═════ Dataset entries
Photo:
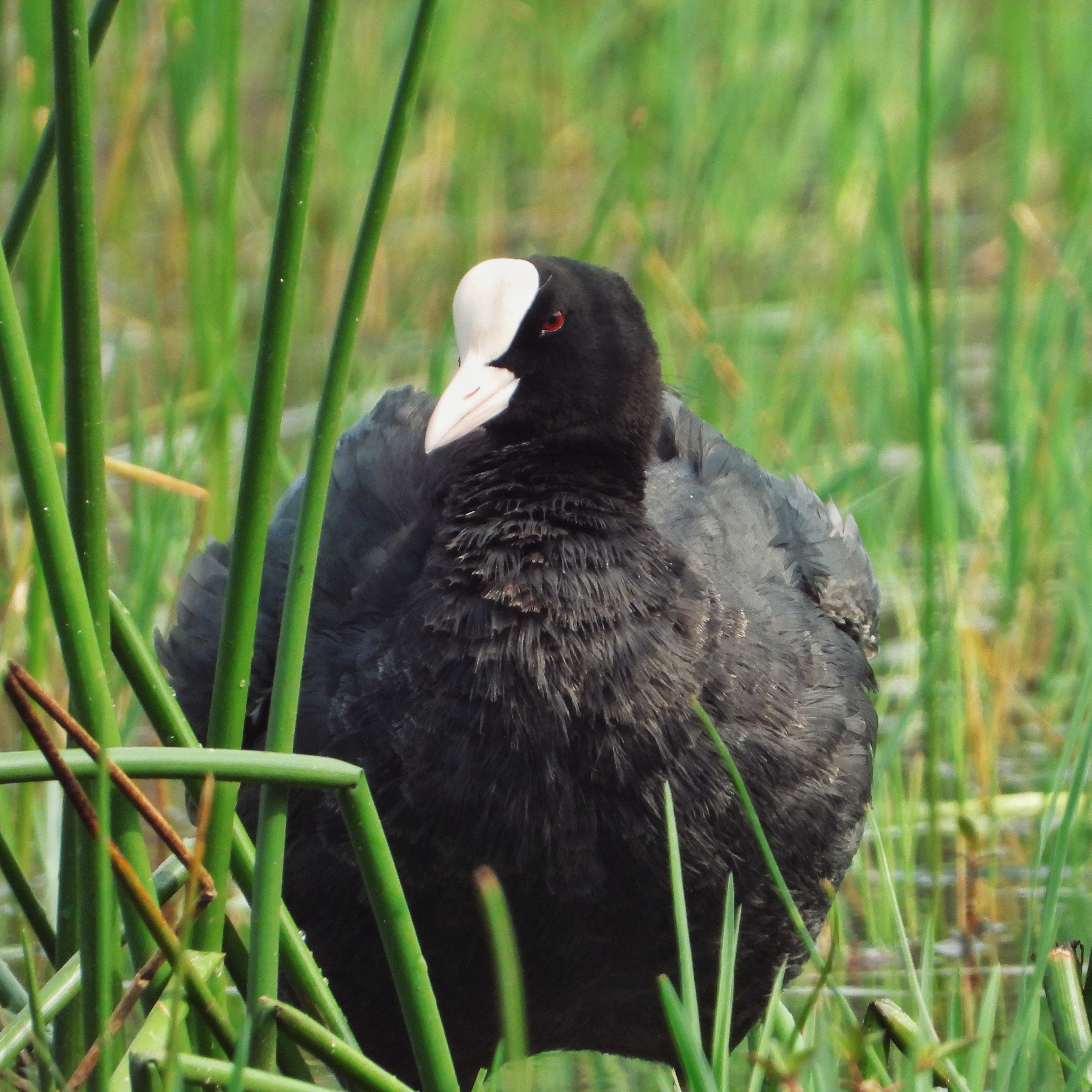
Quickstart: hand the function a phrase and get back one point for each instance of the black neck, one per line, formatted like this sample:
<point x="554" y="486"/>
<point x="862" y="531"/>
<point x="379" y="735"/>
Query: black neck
<point x="562" y="481"/>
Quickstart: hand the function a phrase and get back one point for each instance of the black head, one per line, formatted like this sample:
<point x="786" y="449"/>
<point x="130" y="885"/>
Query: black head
<point x="552" y="349"/>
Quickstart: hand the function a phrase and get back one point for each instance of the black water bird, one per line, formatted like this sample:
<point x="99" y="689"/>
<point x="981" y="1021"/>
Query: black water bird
<point x="510" y="625"/>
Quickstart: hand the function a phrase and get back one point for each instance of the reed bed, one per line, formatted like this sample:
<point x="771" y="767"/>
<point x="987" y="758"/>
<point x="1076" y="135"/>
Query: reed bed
<point x="863" y="235"/>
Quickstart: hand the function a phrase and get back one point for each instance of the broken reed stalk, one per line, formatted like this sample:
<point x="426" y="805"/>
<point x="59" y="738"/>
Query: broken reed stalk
<point x="128" y="789"/>
<point x="199" y="993"/>
<point x="194" y="907"/>
<point x="118" y="1017"/>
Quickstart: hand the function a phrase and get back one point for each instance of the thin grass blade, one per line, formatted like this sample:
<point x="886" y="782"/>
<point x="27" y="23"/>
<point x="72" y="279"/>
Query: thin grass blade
<point x="726" y="987"/>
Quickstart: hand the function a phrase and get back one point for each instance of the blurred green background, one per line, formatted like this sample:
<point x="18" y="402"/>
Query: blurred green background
<point x="753" y="169"/>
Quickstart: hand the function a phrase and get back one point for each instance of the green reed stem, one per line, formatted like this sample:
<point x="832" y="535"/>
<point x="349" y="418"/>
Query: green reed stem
<point x="33" y="910"/>
<point x="197" y="1071"/>
<point x="83" y="435"/>
<point x="142" y="671"/>
<point x="273" y="807"/>
<point x="259" y="458"/>
<point x="311" y="771"/>
<point x="53" y="997"/>
<point x="779" y="879"/>
<point x="400" y="939"/>
<point x="1027" y="1009"/>
<point x="336" y="1053"/>
<point x="688" y="985"/>
<point x="506" y="960"/>
<point x="62" y="566"/>
<point x="1063" y="986"/>
<point x="297" y="603"/>
<point x="929" y="441"/>
<point x="31" y="192"/>
<point x="1018" y="39"/>
<point x="687" y="1040"/>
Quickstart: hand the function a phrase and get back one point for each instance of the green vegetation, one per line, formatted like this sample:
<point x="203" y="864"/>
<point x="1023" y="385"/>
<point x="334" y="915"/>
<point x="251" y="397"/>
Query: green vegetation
<point x="867" y="263"/>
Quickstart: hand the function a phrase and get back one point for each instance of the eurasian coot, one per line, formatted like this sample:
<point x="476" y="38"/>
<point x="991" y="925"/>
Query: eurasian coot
<point x="510" y="625"/>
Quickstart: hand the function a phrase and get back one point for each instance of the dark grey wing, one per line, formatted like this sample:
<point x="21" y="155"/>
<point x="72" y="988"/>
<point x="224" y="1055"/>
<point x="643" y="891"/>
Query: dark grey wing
<point x="789" y="681"/>
<point x="823" y="554"/>
<point x="381" y="506"/>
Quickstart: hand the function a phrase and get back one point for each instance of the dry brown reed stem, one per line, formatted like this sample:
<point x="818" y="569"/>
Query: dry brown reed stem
══════════
▶ [Task goal]:
Rewrite all the lines above with every "function" swapped for "tool", leaving everything else the same. Leave the pictures out of your answer.

▶ [Final result]:
Photo:
Quickstart: hand the tool a phrase and get back one point for each instance of the black neck, one per line, formatted like this sample:
<point x="554" y="486"/>
<point x="862" y="531"/>
<point x="379" y="735"/>
Query: black neck
<point x="562" y="481"/>
Quickstart: hand the tool a phrase and get back one point for each instance of the black head, one per line, formatted like this sample:
<point x="786" y="449"/>
<point x="130" y="885"/>
Query: black head
<point x="552" y="349"/>
Quickstart: hand the tool a phrase and get back one point for each instance of the black water bird, one per line, formatted like this sample:
<point x="99" y="689"/>
<point x="981" y="1021"/>
Query: black water bird
<point x="510" y="625"/>
Quickstart: hand the tool a phrase and get back one point for each instance of the reed bed, one per line, formatted like this sample:
<point x="771" y="767"/>
<point x="987" y="758"/>
<point x="1076" y="135"/>
Query: reed bed
<point x="863" y="235"/>
Quickstart: hand the tool a phrase and get back one point for each instance of the broken reed stalk, one per line, formatted like this sample:
<point x="426" y="805"/>
<point x="59" y="738"/>
Query: broken reed stalk
<point x="128" y="789"/>
<point x="199" y="993"/>
<point x="194" y="907"/>
<point x="118" y="1017"/>
Quickstart: hand the tool a phrase and get back one point for each instance of the thin grass blade, one per line, formatted like this sample:
<point x="886" y="782"/>
<point x="27" y="23"/>
<point x="72" y="279"/>
Query: thin grass blade
<point x="726" y="987"/>
Quickstart: hand the tool a phrase and get back one point for each instance of the blurred green background, one per line, formatted like this sample:
<point x="18" y="402"/>
Query: blurred green background
<point x="753" y="169"/>
Quickstart: hand the tool a phrase and get back one point for each instance of the green reed stem, one per line, formatted like this sample:
<point x="832" y="535"/>
<point x="349" y="418"/>
Query: green reed stem
<point x="33" y="910"/>
<point x="197" y="1071"/>
<point x="83" y="435"/>
<point x="142" y="671"/>
<point x="273" y="807"/>
<point x="259" y="458"/>
<point x="311" y="771"/>
<point x="53" y="997"/>
<point x="779" y="879"/>
<point x="400" y="939"/>
<point x="1027" y="1009"/>
<point x="336" y="1053"/>
<point x="688" y="985"/>
<point x="506" y="960"/>
<point x="62" y="566"/>
<point x="1063" y="986"/>
<point x="297" y="603"/>
<point x="929" y="441"/>
<point x="31" y="192"/>
<point x="1018" y="39"/>
<point x="687" y="1040"/>
Quickstart: hand the tool a phrase and get back one point for each instance of the green vegetation, one per line, formatted like this sample:
<point x="203" y="864"/>
<point x="1023" y="385"/>
<point x="334" y="915"/>
<point x="251" y="397"/>
Query: green vegetation
<point x="867" y="263"/>
Quickstart: hand the tool a phrase and get back one point for each instance of the eurasian coot, one per line, formatted like this sample:
<point x="476" y="38"/>
<point x="991" y="925"/>
Query: eurasian coot
<point x="510" y="625"/>
Quickstart: hand the tool a phrase and get back one point for each instance of the dark grey wing, one per line, formatted like this sample:
<point x="21" y="155"/>
<point x="72" y="988"/>
<point x="224" y="1055"/>
<point x="643" y="891"/>
Query: dark grey wing
<point x="789" y="681"/>
<point x="823" y="554"/>
<point x="381" y="506"/>
Quickstart: hand the tool a phrase and get back one point for each instance of the dry brown reed stem, one per line, formatted like this sample:
<point x="818" y="569"/>
Query: dry brown reed stem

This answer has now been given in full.